**What is being asked:** Type out all the data below, word for word.

Stored data entries:
============================================================

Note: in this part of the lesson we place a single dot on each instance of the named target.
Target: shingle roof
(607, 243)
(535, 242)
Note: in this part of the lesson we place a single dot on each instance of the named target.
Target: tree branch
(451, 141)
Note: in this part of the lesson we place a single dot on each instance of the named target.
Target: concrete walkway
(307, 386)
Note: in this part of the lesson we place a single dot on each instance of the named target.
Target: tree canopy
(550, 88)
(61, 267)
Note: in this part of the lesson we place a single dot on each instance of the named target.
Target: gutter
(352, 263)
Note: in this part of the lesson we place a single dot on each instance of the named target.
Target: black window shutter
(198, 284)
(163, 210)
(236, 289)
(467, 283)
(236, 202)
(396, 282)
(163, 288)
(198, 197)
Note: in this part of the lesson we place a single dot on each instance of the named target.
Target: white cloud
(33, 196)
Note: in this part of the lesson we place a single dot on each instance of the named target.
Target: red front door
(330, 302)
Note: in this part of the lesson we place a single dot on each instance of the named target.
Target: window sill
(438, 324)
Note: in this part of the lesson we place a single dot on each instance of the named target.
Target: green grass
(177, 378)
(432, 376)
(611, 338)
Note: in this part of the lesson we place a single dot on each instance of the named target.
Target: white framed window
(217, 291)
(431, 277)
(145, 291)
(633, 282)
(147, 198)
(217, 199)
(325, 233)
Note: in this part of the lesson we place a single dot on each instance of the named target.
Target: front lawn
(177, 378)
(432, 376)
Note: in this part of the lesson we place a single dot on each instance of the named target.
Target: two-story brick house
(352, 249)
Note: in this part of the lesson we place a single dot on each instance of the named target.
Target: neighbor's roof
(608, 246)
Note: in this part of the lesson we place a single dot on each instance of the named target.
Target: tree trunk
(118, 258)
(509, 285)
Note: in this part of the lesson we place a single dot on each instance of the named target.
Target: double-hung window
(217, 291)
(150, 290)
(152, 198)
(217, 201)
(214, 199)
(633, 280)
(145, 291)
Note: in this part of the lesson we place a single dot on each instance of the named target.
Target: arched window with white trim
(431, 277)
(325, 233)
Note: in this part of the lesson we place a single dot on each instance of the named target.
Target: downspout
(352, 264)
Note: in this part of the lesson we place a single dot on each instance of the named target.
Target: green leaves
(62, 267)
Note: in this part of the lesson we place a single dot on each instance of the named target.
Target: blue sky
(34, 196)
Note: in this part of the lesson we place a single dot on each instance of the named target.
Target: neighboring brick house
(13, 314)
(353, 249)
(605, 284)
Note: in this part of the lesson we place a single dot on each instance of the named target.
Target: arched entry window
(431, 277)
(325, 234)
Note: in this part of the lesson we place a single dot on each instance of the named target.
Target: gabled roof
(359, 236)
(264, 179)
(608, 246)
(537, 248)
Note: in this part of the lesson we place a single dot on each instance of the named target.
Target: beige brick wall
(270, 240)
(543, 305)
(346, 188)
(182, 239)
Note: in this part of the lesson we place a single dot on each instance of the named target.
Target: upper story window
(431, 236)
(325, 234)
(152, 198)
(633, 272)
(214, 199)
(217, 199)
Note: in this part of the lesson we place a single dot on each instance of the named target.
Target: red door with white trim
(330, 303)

============================================================

**Exercise output:**
Note: in this part of the lesson we place a single dot on each instance of the named target.
Target: shingle roof
(607, 243)
(535, 242)
Note: in this part of the lesson we place a single dot on each instance of the named target.
Target: tree branch
(451, 141)
Note: in this part of the lesson we place a single dot on each instance of the named target.
Target: concrete walkway
(307, 386)
Note: in this part of the lesson we place a single dot on each instance of the named target.
Target: tree canopy
(550, 88)
(61, 267)
Note: in this part of the lesson we place a single dot on each instance of the named target.
Target: gutter
(352, 263)
Note: in this part of the lesson we place a single dot on each instance of the named target.
Target: black window shutter
(198, 284)
(163, 210)
(236, 289)
(467, 283)
(236, 202)
(396, 282)
(163, 288)
(198, 197)
Note: in this part of the lesson we place a single dot on each instance of the named target.
Target: white cloud
(33, 196)
Note: in this part of the lesson we place a single dot on each instance of the named target.
Target: red front door
(330, 302)
Note: in this part of the lesson we place a single dot on each instance of the named target.
Target: window sill
(438, 324)
Note: in this part of the lesson we place a single dot on each instance of the named target.
Target: green grass
(177, 378)
(432, 376)
(611, 338)
Note: in this part of the lesson we place a single dot on each instance of the named target.
Target: white framed window
(217, 291)
(431, 277)
(145, 291)
(633, 282)
(147, 198)
(217, 199)
(325, 233)
Note: in this part of the lesson we place a single dot on each instance of the named target.
Target: front lawn
(177, 378)
(432, 376)
Note: in this part of the lesson we place a single dot on each instance of the named target.
Target: two-story brick house
(352, 249)
Note: in this part of the lesson we place a single dot on each instance of the named target.
Target: neighbor's roof
(608, 246)
Note: in this part of the lesson we place a single dot on each instance of the named target.
Target: tree trunk
(118, 258)
(509, 285)
Note: in this part of the lesson we place a single dot on each instance of the named target.
Target: double-hung window
(217, 291)
(150, 290)
(152, 198)
(217, 201)
(214, 199)
(633, 280)
(145, 291)
Note: in this part of the lesson we place a single dot on each instance of the named target.
Target: arched window with white trim
(431, 277)
(325, 233)
Note: in this part of the lesson we place a single dot on each instance of the named target.
Target: downspout
(352, 264)
Note: in this part of the lesson we place a single dot on each instance of the named target.
Target: green leaves
(62, 267)
Note: in this part of the lesson we place a single dot on each instance of the named target.
Target: blue sky
(34, 196)
Note: in this part of the lesson we place a single dot on each instance of the named target.
Target: neighboring brick house
(13, 314)
(353, 249)
(605, 284)
Note: in this part of the lesson we place a single dot on each instance of the named target.
Target: arched entry window
(431, 277)
(325, 234)
Note: in this part of the lesson we place a single dot on each instance of the named target.
Target: gabled roof
(359, 236)
(264, 179)
(608, 246)
(537, 248)
Note: in this part of the lesson we place a single dot on each instance of the named target.
Target: beige brick wall
(270, 240)
(543, 305)
(346, 188)
(182, 239)
Note: in this part of the lesson we place a single dot on each instance of the named target.
Target: upper story window
(431, 236)
(325, 234)
(152, 198)
(633, 272)
(214, 199)
(217, 199)
Note: in this part of the lesson we place a single dot on each instance of the named target.
Target: red door with white trim
(330, 303)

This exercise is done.